[Selected text start]

April19 - Problem Discussion


#1

Let the discussion begin.
How to solve " Kira Loves Palindromes"??
P.S. - If you want an introductory story and blah blah hear over to NOV18 - Problem Discussion


#2

Also, how to solve XORMIN?


#3

For the Kira Loves Palindromes problem:

Let S be the input string. Define a table D as follows:

D[i,j] = total number of pairs (i,k), (w,j) where i<=k<w<=j such that S[i…k]S[w…j] is a palindrome. Observe that the result is the sum over all D[i,j].

To find the recurrence for D[i,j], define the following three tables, P, LR, RL:

P[i,j] = 1 if S[i…j] is a palindrome and 0 otherwise
LR[i,j] = total number of palindromes S[i…k] where i <= k <= j. In simple words, you want to count how many palindromes start from S[i] and end in some S[k] where i<=k<=j
RL[i,j] = total number of palindromes S[k…j] where i <= k <= j

Then we have that D[i,j] = 1 + D[i+1,j-1] + LR[i+1,j-1] + RL[i+1,j-1] when S[i] = S[j], 0 otherwise.

[Selected text end]

Written exercise 1 ->
Write out the passage of the palindrome discussion thread that begins at the words "To find the" and stops after the words "S[j], 0 otherwise.", keeping every character unchanged.

[Supplied records start]

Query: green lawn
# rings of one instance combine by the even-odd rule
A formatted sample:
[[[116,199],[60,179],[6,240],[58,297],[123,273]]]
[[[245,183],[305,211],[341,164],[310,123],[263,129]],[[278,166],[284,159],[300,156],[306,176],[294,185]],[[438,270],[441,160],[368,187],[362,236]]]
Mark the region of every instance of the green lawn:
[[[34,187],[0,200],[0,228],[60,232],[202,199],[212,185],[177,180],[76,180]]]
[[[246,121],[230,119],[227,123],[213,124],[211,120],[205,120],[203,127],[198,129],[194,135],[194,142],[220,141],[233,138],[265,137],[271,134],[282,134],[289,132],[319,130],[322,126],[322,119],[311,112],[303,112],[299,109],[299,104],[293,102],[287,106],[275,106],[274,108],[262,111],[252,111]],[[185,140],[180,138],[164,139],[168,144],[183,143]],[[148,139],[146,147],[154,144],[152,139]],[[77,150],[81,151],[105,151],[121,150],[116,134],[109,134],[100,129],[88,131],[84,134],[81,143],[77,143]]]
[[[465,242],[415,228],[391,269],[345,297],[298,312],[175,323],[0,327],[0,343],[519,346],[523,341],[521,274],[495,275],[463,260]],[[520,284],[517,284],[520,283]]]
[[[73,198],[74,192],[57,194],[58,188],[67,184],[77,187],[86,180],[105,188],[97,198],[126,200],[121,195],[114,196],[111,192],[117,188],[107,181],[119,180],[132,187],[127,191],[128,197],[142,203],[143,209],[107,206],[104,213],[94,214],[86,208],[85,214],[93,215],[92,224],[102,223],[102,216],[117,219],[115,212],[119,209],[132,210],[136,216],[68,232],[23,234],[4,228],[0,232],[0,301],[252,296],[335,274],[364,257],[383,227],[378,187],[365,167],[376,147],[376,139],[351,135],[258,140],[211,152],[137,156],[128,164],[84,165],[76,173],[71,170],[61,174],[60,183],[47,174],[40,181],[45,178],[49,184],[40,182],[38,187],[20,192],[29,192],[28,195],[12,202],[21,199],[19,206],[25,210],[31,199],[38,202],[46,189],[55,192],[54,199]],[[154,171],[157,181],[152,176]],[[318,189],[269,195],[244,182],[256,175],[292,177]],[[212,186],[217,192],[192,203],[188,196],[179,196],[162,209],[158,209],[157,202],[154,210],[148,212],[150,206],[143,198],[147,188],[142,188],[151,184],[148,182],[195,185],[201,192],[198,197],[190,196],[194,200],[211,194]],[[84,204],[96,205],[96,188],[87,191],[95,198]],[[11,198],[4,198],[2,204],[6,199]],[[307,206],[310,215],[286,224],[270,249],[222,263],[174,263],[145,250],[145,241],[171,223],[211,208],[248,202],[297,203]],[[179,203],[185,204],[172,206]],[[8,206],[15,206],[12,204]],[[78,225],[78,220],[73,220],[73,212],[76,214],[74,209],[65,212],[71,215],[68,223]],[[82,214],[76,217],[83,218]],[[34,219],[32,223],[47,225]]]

[Supplied records end]

Written exercise 2 ->
Extract the lines of the entries, beginning at the first line of the entries and stopping after the line that contains "Mark the region", and reproduce them precisely.

Response 1 ->
To find the recurrence for D[i,j], define the following three tables, P, LR, RL:

P[i,j] = 1 if S[i…j] is a palindrome and 0 otherwise
LR[i,j] = total number of palindromes S[i…k] where i <= k <= j. In simple words, you want to count how many palindromes start from S[i] and end in some S[k] where i<=k<=j
RL[i,j] = total number of palindromes S[k…j] where i <= k <= j

Then we have that D[i,j] = 1 + D[i+1,j-1] + LR[i+1,j-1] + RL[i+1,j-1] when S[i] = S[j], 0 otherwise.

Response 2 ->
Query: green lawn
# rings of one instance combine by the even-odd rule
A formatted sample:
[[[116,199],[60,179],[6,240],[58,297],[123,273]]]
[[[245,183],[305,211],[341,164],[310,123],[263,129]],[[278,166],[284,159],[300,156],[306,176],[294,185]],[[438,270],[441,160],[368,187],[362,236]]]
Mark the region of every instance of the green lawn:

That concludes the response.